Are your Overwatch skills rusty? After playing the hero shooter for a few years, my gameplay approach could use a little boost. I spoke with numerous esports pros to get their thoughts on how you can play better, win more often, and have more fun. (Even if you don’t have much of a history with Overwatch, this list of expert strategies is designed to be accessible for players of varying abilities.)
Communication With Your Team Is Crucial
Assistant coach for the Philly Fusion, Christopher “ChrisTFer” Graham, looked slightly horrified when I told him that sometimes I take my headphones off and just “vibe out” while playing Overwatch after a long day of work. “It takes a lot more effort. It’s sometimes not as fun to be the one that’s vocal,” he said.
Actively using your headset might be a frustrating experience at first, especially if your teammates don’t reciprocate a similar level of communication, but ChrisTFer is a firm believer that novice Overwatch players perform better when they have their microphones turned on. “It’s why a lot of people would like to play with friends as much as possible, because then you can guarantee that people are going to at least give you the most basic information.”
Just Kidding, Keep It to Yourself
In February, the morning of my scheduled interview with Jake Lyon, coach and player for the Houston Outlaws, I woke up without electricity in my Kansas apartment. Unlike the Texans who were plunged for days into a deadly blackout, I was fortunate enough to have my power restored by early afternoon. Jake carved out time to share his expert perspective on Overwatch and provide strategies for novices despite the extenuating circumstances.
When it comes to communication between players at lower skill levels, Jake gave a tip in contrast to ChrisTFer’s advice. “Maybe this is controversial, but I don’t think that communication is actually that valuable up until a pretty high level,” he said. “I actually think you’ll probably have more impact just playing your own game.” The numerous heroes, abilities, and maps can be overwhelming for new players trying to understand the game’s balance. Adding voice chat on top of all that divides the player’s attention even further.

● **PROVIDED RECORDS**:
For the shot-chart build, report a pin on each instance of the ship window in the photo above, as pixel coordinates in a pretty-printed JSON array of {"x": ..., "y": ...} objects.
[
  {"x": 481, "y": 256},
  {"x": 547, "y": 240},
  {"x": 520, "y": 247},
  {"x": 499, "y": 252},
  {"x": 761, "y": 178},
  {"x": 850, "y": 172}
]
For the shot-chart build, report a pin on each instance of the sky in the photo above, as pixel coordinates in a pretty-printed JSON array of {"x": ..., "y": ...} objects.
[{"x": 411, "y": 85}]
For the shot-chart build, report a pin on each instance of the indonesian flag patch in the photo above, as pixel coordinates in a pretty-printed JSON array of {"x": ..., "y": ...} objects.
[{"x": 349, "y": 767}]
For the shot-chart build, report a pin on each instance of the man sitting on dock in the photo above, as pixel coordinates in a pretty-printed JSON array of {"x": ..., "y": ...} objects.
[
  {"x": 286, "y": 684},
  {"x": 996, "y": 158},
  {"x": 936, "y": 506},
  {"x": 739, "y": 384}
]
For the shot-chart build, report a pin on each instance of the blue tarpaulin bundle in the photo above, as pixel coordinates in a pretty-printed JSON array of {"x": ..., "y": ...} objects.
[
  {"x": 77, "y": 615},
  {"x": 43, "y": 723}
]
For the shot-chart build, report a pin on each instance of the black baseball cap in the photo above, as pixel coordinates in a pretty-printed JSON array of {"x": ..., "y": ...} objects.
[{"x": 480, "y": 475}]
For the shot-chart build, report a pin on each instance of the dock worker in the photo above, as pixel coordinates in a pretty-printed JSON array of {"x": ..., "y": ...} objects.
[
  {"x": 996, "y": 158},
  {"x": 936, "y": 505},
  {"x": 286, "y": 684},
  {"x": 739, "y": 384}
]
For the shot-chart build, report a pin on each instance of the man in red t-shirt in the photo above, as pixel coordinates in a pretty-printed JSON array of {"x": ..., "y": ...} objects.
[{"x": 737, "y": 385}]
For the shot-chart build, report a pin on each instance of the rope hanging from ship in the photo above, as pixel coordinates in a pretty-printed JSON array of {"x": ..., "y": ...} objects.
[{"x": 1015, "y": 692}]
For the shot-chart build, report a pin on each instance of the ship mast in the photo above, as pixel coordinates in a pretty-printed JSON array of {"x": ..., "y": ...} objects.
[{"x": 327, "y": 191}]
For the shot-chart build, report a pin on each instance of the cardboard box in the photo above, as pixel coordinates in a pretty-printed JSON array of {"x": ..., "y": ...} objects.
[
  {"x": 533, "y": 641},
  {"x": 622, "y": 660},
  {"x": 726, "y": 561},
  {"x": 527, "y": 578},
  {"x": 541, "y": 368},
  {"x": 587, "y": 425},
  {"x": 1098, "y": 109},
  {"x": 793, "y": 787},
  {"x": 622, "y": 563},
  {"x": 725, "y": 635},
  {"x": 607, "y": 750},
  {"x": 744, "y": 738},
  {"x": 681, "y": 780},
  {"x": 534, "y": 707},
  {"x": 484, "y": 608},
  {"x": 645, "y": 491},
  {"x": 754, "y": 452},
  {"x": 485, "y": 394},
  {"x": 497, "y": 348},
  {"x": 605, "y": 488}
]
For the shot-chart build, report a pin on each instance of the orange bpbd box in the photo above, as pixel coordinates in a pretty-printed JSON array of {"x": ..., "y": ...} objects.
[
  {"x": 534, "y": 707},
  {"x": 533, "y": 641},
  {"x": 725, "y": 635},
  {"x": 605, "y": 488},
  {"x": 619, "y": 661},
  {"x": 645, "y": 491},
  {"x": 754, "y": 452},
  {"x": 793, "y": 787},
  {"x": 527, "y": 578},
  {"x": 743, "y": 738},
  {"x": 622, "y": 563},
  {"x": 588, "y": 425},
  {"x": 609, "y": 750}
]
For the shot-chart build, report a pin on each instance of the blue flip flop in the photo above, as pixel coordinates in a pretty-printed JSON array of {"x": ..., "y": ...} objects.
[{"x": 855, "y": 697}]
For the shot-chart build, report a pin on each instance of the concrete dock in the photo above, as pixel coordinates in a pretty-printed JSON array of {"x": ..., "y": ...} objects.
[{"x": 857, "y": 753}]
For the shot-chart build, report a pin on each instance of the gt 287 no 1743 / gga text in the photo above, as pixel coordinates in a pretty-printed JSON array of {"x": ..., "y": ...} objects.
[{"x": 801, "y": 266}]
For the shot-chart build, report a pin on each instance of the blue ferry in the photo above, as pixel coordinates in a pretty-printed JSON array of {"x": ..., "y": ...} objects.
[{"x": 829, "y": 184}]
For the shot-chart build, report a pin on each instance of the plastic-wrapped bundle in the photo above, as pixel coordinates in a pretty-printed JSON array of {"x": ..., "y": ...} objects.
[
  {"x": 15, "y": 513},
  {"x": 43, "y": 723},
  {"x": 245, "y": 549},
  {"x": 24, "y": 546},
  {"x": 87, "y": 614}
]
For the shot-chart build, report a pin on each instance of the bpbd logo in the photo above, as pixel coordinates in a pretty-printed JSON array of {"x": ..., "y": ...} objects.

● **REQUIRED ACTIONS**:
1. In the Overwatch article, which team does Jake Lyon coach and play for?
2. Go on with the Overwatch article, beginning after its final sentence.
The records were taken from a separate source and are unrelated to the Overwatch article.

● **ANSWERS TO THE EXERCISES**:
1. He coaches and plays for the Houston Outlaws.

2.
Jake said, “A lot of times you can waste more energy and focus communicating, and it’ll just make you not play as well. If your teammates aren’t very team-minded, you might just be shooting yourself in the foot. My mindset is to make critical calls if you need to call, but for the most part, I think it’s better to focus on your own game and try to play as well as you possibly can.”
Don’t Be Toxic
Recently, Lee “Fearless” Eui-seok, who is Korean and plays for the Dallas Fuel, spoke out about experiencing pervasive anti-Asian racism while living in Texas. Translated on Twitter by Florida Mayhem manager Jade Kim, Fearless said, “Being Asian here is terrifying, seriously. People keep trying to pick fights with us.” After targeted incidents where he was coughed on, cursed at, and called Chinese, he mentioned wearing his jersey around as a form of protection. “If I have my jersey on, I think they realize we’re part of some kind of team, so they don’t bother us as much. But if I have my everyday clothes on, they run up to us, harass us, then run away.”
When reached for comment, an Activision Blizzard spokesperson made the following statement: “At Activision Blizzard, we condemn racism in the strongest possible terms. We stand with the Asian community, our employees, and our players and are working across our organization, including esports, to do our part to combat hate and ignorance.”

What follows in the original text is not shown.